TEXTO DE LEITURA ->
Roberto Jeferson Normando, natural de Campina Grande-PB, atuante nas Pastorais Sociais, membro da coordenação colegiada da Escola Diocesana de Fé e Política de Campina Grande-PB, coordenador executivo do Observatório Social do Nordeste, membro da Rede de Assessores do CEFEP e membro da Articulação Brasileira da Economia de Francisco e Clara, escreve artigo falando sobre a necessidade de uma renovação da pastoral social e uma conversão pastoral permanente.
Abaixo, segue a integra do artigo:
Por uma renovada Pastoral Social
Mística e Comunhão
“Jesus disse para o homem da mão seca: Levanta-te! Vem para o meio!”
(Mc 3, 3)
“Evangelizar é tornar o Reino de Deus presente no mundo”
(Papa Francisco – Evangelii Gaudium, 176)
Falar da pastoral social é falar da dimensão social do evangelho, a dimensão integrativa de toda ação evangelizadora da Igreja, é falar das consequências do mandato evangélico de amar a Deus e ao Próximo, ou seja da vivência cristã no mundo. É o seguimento ao Cristo Pobre, Crucificado e Ressuscitado na construção de uma sociedade fraterna e sem exclusões.

TAREFA SOLICITADA 1 -> Transcreva do texto de leitura o trecho que vai de "(Papa Francisco –" até "e sem exclusões.".

REGISTROS FORNECIDOS ->
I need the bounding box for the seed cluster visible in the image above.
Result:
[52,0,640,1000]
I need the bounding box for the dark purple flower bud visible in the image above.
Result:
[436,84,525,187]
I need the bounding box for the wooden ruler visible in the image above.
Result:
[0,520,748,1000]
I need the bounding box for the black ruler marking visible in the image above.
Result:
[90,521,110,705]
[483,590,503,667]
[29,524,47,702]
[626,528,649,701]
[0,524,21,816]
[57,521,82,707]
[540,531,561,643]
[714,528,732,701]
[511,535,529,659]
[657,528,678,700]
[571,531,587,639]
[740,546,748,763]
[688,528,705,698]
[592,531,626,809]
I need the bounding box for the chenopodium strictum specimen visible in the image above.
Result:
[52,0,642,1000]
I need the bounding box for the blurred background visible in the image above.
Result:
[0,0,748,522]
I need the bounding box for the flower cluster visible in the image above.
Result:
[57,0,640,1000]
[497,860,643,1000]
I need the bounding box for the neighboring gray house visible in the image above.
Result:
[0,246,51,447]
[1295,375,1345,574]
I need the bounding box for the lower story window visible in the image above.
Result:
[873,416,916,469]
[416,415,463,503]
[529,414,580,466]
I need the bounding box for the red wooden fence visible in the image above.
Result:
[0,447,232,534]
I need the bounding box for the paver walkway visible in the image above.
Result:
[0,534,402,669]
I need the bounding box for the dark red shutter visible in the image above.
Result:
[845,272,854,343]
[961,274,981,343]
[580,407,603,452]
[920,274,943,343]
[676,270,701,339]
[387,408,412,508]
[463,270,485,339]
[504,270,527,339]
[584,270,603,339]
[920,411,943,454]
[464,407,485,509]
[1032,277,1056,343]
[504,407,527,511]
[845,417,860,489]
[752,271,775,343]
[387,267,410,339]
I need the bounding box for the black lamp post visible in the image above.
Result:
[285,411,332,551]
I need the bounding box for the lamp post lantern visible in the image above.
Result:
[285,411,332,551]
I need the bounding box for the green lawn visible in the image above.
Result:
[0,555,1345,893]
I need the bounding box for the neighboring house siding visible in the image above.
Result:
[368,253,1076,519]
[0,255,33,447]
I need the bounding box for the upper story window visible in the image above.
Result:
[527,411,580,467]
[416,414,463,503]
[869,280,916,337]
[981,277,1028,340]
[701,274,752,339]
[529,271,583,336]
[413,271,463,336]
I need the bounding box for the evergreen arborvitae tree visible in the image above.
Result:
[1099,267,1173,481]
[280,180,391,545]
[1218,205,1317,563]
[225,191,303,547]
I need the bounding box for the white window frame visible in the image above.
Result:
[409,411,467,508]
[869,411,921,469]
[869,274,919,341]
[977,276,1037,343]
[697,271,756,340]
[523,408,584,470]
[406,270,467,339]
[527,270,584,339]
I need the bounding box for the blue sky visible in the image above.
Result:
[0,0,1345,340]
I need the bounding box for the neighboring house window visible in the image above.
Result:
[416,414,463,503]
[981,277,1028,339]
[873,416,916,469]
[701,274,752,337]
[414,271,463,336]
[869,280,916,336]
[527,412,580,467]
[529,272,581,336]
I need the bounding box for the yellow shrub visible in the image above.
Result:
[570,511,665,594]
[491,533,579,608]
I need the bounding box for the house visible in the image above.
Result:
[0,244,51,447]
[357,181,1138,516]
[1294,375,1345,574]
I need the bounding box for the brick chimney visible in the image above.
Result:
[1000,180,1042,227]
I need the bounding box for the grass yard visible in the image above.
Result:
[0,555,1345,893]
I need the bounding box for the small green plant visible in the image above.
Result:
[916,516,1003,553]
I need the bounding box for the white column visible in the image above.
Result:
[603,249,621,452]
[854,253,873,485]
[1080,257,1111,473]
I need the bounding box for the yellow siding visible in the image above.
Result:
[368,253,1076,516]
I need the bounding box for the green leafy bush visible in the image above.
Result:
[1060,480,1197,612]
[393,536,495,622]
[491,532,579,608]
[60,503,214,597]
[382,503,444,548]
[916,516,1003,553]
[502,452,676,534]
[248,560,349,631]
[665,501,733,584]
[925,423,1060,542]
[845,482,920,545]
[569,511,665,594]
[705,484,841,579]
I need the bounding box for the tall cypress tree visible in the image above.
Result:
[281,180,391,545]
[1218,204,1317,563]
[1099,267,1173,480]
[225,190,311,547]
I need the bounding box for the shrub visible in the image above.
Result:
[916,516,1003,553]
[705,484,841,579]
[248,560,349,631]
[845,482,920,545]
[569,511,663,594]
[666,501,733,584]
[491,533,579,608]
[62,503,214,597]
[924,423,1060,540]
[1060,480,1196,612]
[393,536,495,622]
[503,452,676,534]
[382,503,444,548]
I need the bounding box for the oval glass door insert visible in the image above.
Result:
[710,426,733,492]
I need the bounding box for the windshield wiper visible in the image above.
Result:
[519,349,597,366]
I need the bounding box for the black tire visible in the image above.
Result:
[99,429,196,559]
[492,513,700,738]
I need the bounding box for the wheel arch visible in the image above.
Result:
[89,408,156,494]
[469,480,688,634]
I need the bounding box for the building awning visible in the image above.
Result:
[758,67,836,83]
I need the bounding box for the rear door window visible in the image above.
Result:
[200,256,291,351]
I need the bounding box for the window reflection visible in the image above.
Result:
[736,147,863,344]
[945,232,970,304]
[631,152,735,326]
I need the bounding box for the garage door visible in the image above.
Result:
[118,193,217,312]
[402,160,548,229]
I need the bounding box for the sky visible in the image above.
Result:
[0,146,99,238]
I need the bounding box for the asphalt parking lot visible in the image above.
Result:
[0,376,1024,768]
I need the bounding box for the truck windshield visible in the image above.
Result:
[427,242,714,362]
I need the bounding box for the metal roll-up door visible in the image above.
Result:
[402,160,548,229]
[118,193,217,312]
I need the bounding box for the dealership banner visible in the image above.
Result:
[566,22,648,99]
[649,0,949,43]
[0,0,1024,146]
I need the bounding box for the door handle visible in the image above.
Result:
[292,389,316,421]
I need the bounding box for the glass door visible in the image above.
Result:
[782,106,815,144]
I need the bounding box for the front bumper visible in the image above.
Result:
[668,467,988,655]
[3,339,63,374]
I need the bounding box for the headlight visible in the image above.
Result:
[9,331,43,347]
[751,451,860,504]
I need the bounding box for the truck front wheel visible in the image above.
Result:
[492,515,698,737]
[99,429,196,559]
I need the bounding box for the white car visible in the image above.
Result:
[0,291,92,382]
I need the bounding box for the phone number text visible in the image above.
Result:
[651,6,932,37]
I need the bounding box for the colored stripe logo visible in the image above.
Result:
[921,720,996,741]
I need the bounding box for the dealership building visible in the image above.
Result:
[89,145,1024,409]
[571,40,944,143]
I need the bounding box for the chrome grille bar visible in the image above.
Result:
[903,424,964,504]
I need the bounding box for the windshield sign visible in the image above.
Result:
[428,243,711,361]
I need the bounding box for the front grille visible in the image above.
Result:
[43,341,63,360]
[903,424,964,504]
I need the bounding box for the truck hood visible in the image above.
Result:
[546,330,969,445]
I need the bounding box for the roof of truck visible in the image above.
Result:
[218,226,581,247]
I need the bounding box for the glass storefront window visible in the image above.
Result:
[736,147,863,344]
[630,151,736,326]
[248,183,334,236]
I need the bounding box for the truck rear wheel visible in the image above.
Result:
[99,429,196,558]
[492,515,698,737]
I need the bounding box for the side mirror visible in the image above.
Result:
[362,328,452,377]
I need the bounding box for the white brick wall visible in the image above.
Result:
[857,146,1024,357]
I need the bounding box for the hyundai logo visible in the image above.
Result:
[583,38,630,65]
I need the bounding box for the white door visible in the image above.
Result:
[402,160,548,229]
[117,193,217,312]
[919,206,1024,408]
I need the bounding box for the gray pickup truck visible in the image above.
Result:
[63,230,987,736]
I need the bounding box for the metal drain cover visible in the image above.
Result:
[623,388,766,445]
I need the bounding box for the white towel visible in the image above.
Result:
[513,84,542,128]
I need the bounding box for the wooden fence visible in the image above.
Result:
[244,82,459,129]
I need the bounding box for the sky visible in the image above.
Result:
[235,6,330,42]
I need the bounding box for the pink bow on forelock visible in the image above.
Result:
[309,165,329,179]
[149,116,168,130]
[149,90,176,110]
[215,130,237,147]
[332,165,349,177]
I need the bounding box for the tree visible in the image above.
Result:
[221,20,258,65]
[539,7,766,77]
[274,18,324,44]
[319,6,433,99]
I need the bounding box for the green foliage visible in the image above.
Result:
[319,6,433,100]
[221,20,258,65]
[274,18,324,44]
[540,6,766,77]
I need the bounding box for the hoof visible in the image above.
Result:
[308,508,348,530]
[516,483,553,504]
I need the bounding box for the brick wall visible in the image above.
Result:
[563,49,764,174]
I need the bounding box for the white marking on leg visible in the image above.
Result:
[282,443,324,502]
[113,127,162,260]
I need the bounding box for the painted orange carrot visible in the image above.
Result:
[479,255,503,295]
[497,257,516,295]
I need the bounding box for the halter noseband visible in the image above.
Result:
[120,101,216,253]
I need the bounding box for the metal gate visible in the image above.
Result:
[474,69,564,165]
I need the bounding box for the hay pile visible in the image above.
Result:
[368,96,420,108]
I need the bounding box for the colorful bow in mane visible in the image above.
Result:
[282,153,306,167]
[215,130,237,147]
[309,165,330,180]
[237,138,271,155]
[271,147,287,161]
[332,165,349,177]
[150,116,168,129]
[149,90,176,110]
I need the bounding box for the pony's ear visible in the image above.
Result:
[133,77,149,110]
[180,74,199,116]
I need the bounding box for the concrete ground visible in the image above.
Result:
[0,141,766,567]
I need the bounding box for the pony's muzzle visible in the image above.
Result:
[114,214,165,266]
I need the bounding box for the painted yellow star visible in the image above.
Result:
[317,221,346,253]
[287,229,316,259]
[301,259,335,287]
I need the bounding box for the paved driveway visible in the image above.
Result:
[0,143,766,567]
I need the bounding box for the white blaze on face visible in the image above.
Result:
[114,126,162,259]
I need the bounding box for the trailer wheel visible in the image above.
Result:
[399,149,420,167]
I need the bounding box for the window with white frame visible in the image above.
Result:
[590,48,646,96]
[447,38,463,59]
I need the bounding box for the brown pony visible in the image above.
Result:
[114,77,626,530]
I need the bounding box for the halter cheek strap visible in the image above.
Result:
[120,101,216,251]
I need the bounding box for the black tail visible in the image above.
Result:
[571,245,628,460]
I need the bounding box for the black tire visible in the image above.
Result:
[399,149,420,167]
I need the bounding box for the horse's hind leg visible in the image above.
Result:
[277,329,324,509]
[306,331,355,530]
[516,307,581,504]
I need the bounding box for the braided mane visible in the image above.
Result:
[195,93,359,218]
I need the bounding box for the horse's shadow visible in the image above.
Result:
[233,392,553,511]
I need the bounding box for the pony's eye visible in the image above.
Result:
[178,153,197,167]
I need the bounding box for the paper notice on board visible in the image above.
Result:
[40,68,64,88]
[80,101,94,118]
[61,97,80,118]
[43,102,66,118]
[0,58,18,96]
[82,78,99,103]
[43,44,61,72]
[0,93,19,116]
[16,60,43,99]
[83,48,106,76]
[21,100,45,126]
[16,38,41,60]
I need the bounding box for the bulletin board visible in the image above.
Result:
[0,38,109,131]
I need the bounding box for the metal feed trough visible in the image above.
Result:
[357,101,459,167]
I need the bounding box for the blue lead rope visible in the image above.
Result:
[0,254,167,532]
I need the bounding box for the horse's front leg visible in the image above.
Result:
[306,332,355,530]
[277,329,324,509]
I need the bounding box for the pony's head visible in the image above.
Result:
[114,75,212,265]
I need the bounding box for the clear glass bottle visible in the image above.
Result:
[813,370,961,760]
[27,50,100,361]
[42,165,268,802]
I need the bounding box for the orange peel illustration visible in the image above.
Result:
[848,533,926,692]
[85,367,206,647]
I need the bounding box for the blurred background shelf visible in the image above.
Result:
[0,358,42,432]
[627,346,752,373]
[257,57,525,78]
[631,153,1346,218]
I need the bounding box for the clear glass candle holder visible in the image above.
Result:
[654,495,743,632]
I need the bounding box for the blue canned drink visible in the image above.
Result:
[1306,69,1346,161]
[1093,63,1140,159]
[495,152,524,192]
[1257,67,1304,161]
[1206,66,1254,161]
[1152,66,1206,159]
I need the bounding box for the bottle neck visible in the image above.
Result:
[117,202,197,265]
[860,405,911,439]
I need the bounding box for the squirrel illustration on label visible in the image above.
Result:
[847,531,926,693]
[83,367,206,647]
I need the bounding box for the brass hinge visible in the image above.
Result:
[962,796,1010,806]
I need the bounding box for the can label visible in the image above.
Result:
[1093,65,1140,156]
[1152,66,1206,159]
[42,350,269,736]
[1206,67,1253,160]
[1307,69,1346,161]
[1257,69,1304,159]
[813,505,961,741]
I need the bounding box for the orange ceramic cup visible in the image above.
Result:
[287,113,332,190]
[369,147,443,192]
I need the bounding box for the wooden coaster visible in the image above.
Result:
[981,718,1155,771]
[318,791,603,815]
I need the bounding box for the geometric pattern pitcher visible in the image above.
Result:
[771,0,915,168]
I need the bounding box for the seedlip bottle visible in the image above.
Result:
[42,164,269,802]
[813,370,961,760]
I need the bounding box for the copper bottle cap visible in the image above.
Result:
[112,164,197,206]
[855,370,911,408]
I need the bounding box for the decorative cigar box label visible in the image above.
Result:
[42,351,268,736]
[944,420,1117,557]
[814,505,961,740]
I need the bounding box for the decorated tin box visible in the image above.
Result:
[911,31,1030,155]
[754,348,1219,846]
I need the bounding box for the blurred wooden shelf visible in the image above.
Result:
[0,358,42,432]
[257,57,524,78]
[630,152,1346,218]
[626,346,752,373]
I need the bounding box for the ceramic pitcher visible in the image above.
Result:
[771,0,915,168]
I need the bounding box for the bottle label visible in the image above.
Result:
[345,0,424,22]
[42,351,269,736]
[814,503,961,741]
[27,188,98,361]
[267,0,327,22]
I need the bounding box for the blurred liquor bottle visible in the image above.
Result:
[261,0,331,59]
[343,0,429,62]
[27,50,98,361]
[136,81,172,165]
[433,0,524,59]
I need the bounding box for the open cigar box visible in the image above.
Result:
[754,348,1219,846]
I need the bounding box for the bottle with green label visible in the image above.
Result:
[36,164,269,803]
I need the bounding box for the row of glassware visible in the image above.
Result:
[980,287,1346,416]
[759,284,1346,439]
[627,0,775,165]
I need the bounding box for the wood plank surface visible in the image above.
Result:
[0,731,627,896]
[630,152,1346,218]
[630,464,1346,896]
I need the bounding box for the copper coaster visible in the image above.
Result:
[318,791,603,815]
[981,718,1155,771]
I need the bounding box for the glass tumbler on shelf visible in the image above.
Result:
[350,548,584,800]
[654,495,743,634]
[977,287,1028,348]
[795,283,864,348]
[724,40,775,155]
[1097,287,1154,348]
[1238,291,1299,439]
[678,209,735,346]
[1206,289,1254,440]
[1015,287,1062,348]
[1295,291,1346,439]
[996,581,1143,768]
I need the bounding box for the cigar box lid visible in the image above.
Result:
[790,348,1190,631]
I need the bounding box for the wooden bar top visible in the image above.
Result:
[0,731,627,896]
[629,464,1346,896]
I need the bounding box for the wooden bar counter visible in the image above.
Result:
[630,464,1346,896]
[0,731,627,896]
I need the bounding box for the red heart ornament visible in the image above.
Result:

TAREFA SOLICITADA 2 -> Reescreva os registros do início até a linha que contém "[0,0,748,522]", inclusive, trocando "ruler" por "measuring stick" e mantendo todo o resto inalterado. Apresente somente esse trecho.

RESPOSTA REDIGIDA 1 ->
(Papa Francisco – Evangelii Gaudium, 176)
Falar da pastoral social é falar da dimensão social do evangelho, a dimensão integrativa de toda ação evangelizadora da Igreja, é falar das consequências do mandato evangélico de amar a Deus e ao Próximo, ou seja da vivência cristã no mundo. É o seguimento ao Cristo Pobre, Crucificado e Ressuscitado na construção de uma sociedade fraterna e sem exclusões.

RESPOSTA REDIGIDA 2 ->
I need the bounding box for the seed cluster visible in the image above.
Result:
[52,0,640,1000]
I need the bounding box for the dark purple flower bud visible in the image above.
Result:
[436,84,525,187]
I need the bounding box for the wooden measuring stick visible in the image above.
Result:
[0,520,748,1000]
I need the bounding box for the black measuring stick marking visible in the image above.
Result:
[90,521,110,705]
[483,590,503,667]
[29,524,47,702]
[626,528,649,701]
[0,524,21,816]
[57,521,82,707]
[540,531,561,643]
[714,528,732,701]
[511,535,529,659]
[657,528,678,700]
[571,531,587,639]
[740,546,748,763]
[688,528,705,698]
[592,531,626,809]
I need the bounding box for the chenopodium strictum specimen visible in the image above.
Result:
[52,0,642,1000]
I need the bounding box for the blurred background visible in the image above.
Result:
[0,0,748,522]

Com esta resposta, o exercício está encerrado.